_WHAT TO DO_
Write only the number of lines in the data that include the word "background".

[Photo-based referring expression data]

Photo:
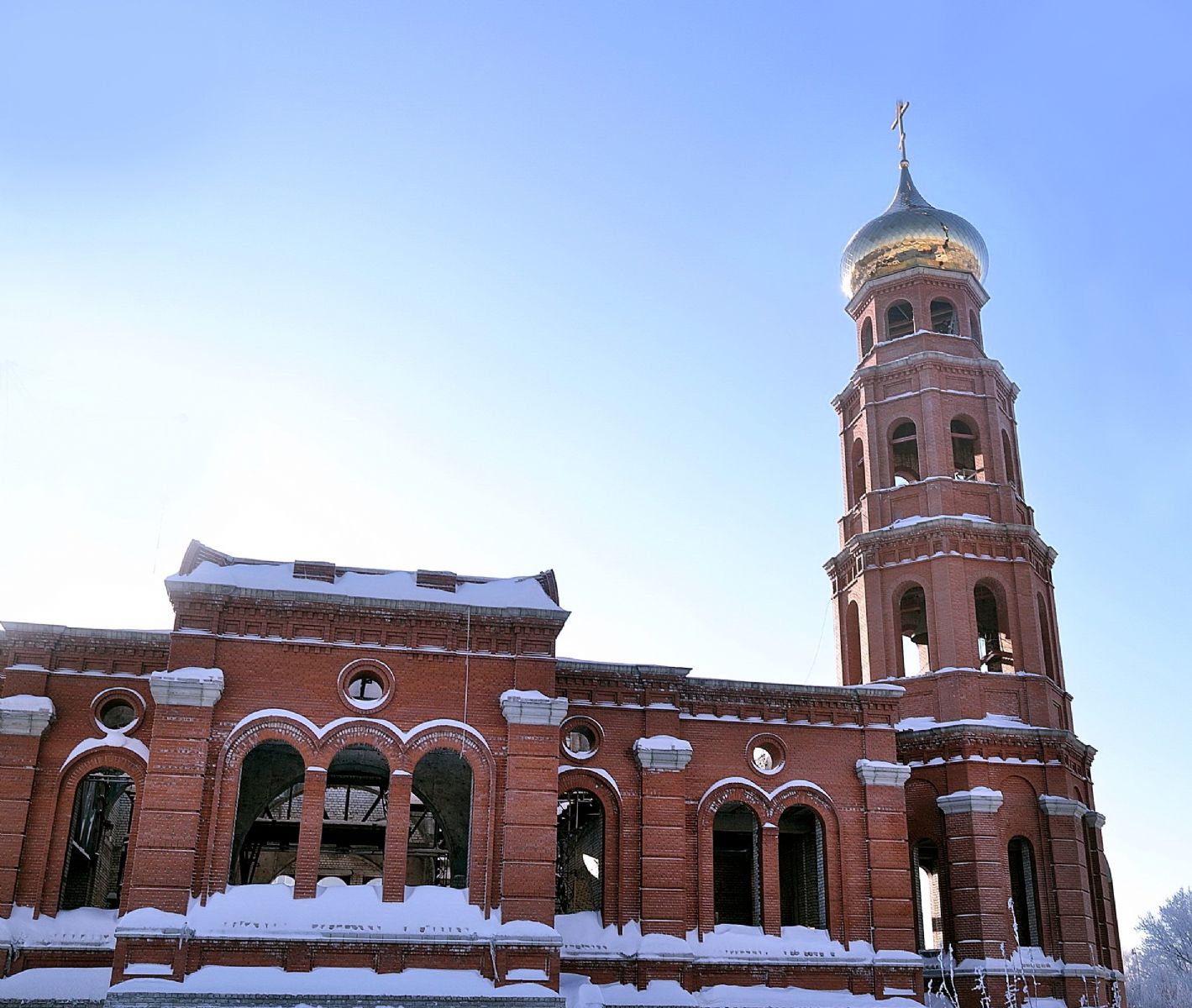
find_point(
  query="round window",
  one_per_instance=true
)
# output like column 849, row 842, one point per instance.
column 767, row 756
column 580, row 740
column 117, row 714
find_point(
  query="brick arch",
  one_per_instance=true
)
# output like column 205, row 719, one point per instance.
column 361, row 733
column 116, row 757
column 748, row 794
column 475, row 749
column 833, row 853
column 279, row 727
column 580, row 778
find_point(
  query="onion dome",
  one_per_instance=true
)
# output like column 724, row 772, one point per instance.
column 911, row 233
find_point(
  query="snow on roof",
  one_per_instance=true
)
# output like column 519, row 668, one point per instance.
column 254, row 575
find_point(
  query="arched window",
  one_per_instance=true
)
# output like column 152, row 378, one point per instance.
column 899, row 319
column 801, row 876
column 943, row 316
column 268, row 814
column 355, row 814
column 580, row 853
column 857, row 472
column 737, row 890
column 905, row 453
column 1046, row 634
column 929, row 916
column 440, row 822
column 93, row 874
column 1024, row 893
column 912, row 612
column 993, row 646
column 967, row 460
column 1007, row 454
column 853, row 664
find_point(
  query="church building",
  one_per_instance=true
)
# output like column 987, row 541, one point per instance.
column 338, row 785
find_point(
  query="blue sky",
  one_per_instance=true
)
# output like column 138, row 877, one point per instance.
column 496, row 287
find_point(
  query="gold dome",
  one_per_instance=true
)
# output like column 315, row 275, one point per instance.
column 911, row 233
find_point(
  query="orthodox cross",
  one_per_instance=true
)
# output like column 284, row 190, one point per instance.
column 901, row 111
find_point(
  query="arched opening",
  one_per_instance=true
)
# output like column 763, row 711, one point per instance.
column 905, row 453
column 1024, row 891
column 440, row 822
column 975, row 327
column 93, row 874
column 943, row 316
column 268, row 814
column 856, row 472
column 737, row 890
column 993, row 645
column 967, row 461
column 1046, row 634
column 899, row 319
column 355, row 811
column 929, row 916
column 853, row 665
column 580, row 853
column 801, row 877
column 912, row 612
column 1007, row 454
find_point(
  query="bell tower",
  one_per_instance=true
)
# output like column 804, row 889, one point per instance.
column 943, row 586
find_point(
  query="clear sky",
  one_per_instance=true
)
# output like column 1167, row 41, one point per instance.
column 496, row 287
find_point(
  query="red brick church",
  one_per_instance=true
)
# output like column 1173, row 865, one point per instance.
column 336, row 785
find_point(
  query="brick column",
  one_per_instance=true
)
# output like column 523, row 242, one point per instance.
column 23, row 720
column 663, row 834
column 771, row 896
column 890, row 868
column 1072, row 897
column 168, row 819
column 397, row 836
column 310, row 832
column 1103, row 891
column 976, row 873
column 532, row 796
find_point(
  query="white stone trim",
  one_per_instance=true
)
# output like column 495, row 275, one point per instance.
column 529, row 706
column 871, row 771
column 1056, row 805
column 979, row 800
column 662, row 752
column 187, row 686
column 25, row 715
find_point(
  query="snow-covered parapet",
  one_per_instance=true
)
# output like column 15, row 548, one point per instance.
column 1056, row 805
column 984, row 800
column 25, row 715
column 188, row 686
column 875, row 771
column 662, row 752
column 533, row 706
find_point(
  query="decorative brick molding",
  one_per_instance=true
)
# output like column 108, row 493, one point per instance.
column 870, row 771
column 25, row 715
column 662, row 752
column 187, row 686
column 529, row 706
column 979, row 800
column 1056, row 805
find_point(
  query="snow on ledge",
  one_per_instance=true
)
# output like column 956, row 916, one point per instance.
column 25, row 714
column 440, row 984
column 188, row 686
column 662, row 752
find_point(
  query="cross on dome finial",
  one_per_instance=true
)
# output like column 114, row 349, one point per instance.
column 899, row 113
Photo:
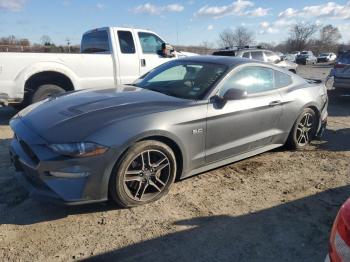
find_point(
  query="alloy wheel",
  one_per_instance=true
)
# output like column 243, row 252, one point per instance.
column 305, row 129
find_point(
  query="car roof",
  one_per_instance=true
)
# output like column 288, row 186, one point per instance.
column 230, row 61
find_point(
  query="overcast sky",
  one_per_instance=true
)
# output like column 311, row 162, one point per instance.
column 178, row 22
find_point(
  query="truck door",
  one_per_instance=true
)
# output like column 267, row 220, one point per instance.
column 150, row 51
column 127, row 58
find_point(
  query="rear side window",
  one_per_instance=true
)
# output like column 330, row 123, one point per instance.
column 126, row 42
column 95, row 42
column 257, row 55
column 150, row 43
column 282, row 79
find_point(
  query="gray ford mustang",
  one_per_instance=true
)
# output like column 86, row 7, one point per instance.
column 185, row 117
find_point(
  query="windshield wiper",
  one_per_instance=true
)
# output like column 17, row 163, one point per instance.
column 165, row 92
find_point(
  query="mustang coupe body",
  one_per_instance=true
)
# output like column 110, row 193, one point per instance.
column 185, row 117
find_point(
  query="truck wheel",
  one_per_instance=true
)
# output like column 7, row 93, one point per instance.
column 45, row 91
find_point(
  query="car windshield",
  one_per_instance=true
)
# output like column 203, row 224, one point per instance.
column 183, row 79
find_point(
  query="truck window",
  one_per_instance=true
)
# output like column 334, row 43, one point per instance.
column 150, row 43
column 126, row 42
column 95, row 42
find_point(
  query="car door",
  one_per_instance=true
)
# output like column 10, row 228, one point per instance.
column 243, row 125
column 151, row 51
column 127, row 57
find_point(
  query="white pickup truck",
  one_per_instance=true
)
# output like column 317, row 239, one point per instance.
column 109, row 56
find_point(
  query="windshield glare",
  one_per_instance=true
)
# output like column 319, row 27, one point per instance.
column 183, row 79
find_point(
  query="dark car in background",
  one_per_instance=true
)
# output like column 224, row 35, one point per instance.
column 341, row 71
column 259, row 54
column 183, row 118
column 326, row 57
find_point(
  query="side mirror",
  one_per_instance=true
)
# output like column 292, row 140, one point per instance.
column 168, row 50
column 235, row 94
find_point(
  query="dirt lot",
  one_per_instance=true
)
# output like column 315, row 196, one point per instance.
column 278, row 206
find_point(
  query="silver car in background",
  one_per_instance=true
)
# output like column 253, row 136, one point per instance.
column 259, row 54
column 183, row 118
column 341, row 72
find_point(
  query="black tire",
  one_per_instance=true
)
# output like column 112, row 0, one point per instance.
column 129, row 189
column 302, row 133
column 45, row 91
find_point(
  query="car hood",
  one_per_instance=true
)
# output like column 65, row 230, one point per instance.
column 74, row 116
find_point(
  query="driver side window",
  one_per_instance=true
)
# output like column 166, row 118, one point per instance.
column 150, row 43
column 253, row 79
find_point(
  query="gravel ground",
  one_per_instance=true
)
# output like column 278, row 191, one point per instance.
column 278, row 206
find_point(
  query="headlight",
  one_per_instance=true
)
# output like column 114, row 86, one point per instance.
column 83, row 149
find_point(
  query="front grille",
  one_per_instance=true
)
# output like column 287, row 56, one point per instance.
column 26, row 148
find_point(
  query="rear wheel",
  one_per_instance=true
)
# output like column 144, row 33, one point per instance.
column 45, row 91
column 304, row 129
column 144, row 174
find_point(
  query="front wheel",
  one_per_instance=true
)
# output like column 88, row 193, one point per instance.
column 45, row 91
column 303, row 130
column 143, row 175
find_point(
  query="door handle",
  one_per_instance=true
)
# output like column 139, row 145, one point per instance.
column 275, row 103
column 143, row 62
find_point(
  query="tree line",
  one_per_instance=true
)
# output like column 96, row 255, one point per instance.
column 46, row 45
column 302, row 36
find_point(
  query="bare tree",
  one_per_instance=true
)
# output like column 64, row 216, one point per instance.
column 241, row 36
column 300, row 36
column 46, row 40
column 329, row 36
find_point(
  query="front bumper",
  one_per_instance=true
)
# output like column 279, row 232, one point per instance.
column 319, row 60
column 323, row 120
column 34, row 163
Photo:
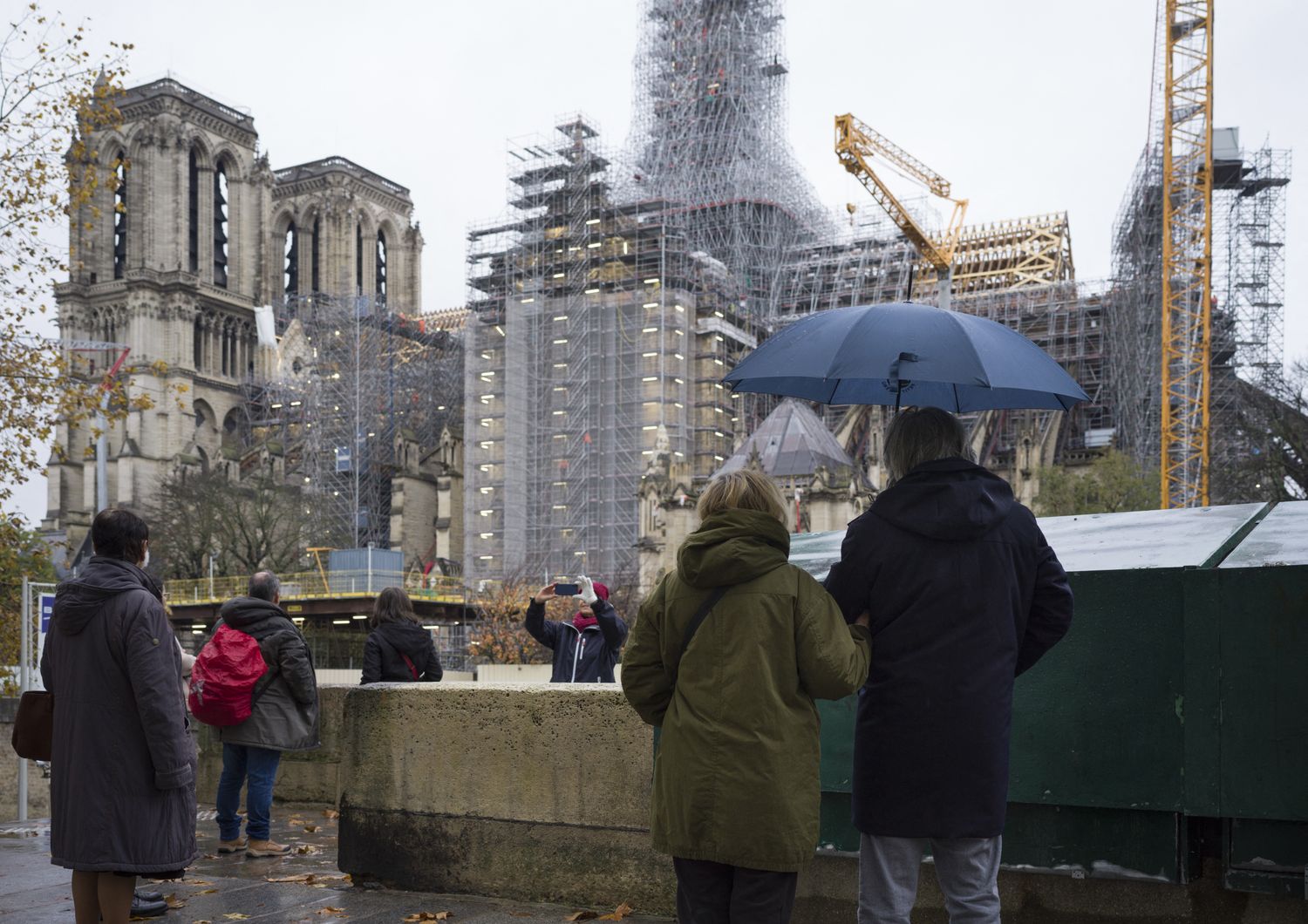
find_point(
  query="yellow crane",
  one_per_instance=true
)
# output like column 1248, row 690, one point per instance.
column 855, row 146
column 1187, row 37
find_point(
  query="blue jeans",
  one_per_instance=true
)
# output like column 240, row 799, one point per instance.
column 261, row 766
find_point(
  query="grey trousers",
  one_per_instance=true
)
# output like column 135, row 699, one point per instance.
column 967, row 868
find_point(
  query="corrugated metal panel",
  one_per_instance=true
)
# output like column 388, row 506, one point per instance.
column 358, row 560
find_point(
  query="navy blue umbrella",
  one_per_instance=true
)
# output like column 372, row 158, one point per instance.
column 907, row 353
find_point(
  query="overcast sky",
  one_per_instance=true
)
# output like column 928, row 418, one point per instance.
column 1027, row 106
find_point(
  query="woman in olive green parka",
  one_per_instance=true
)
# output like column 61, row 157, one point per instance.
column 735, row 780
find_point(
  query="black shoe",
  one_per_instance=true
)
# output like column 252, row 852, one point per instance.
column 144, row 908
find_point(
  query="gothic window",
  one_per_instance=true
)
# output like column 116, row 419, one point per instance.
column 221, row 196
column 193, row 212
column 313, row 261
column 119, row 214
column 227, row 350
column 109, row 327
column 290, row 271
column 358, row 259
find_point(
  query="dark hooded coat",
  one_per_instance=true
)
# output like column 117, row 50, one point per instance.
column 386, row 649
column 735, row 778
column 122, row 770
column 964, row 594
column 285, row 712
column 581, row 655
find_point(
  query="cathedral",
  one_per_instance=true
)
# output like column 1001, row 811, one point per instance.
column 211, row 267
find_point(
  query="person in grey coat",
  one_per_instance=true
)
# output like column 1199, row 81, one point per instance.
column 284, row 717
column 122, row 762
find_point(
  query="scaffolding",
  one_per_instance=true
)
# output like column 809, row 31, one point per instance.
column 356, row 386
column 596, row 336
column 709, row 140
column 1248, row 306
column 611, row 300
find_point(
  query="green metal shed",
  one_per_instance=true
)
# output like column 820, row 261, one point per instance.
column 1171, row 703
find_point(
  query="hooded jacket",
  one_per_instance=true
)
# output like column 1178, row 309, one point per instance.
column 735, row 777
column 285, row 714
column 386, row 647
column 964, row 594
column 581, row 655
column 122, row 762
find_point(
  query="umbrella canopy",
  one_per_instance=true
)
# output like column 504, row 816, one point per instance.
column 907, row 353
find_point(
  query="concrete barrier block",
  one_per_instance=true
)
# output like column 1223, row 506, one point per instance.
column 565, row 754
column 521, row 791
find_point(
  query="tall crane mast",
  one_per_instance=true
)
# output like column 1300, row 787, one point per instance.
column 855, row 146
column 1187, row 251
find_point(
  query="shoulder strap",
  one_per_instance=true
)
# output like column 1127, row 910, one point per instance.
column 407, row 660
column 696, row 621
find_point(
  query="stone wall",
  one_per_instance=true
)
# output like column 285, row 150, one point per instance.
column 541, row 792
column 520, row 791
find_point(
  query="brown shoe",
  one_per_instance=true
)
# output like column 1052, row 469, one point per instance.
column 267, row 848
column 232, row 846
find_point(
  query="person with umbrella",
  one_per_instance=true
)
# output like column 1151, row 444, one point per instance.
column 962, row 591
column 964, row 594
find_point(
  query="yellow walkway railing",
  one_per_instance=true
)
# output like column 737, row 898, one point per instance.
column 317, row 586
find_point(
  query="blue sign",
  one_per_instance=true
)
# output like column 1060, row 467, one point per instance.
column 47, row 608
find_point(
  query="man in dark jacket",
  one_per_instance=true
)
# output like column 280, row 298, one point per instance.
column 585, row 649
column 122, row 761
column 963, row 594
column 284, row 717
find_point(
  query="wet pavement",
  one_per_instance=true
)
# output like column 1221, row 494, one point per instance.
column 303, row 887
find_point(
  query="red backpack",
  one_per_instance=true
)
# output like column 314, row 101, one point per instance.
column 224, row 677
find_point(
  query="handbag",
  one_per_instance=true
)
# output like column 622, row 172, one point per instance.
column 34, row 725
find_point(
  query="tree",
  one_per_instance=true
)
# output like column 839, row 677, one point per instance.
column 497, row 635
column 23, row 553
column 55, row 94
column 1111, row 484
column 251, row 526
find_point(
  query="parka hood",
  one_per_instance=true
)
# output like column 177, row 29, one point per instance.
column 405, row 636
column 243, row 612
column 946, row 499
column 83, row 597
column 732, row 547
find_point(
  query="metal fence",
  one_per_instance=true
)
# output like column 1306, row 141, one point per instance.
column 319, row 586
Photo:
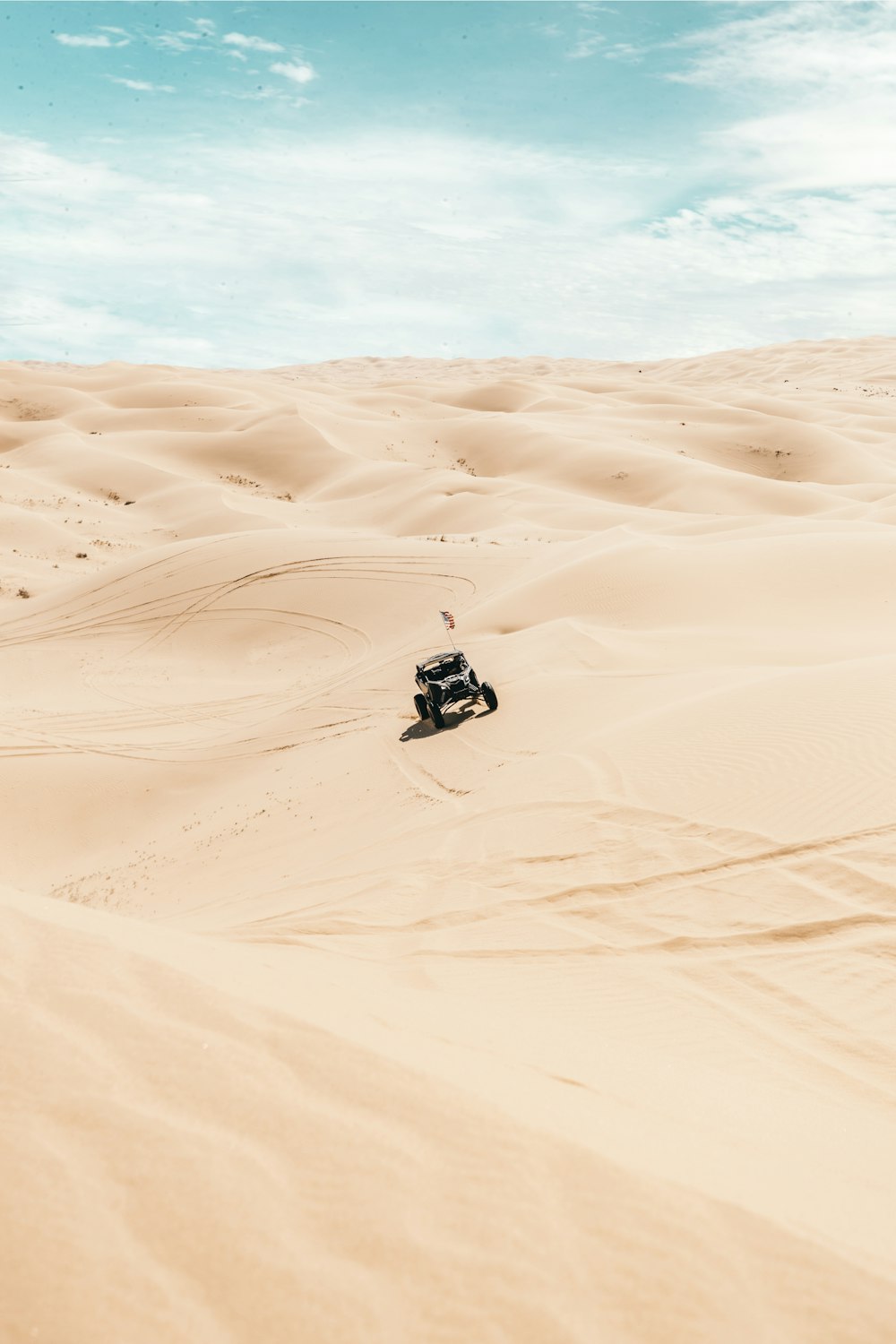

_ANSWER TO THE EXERCISE_
2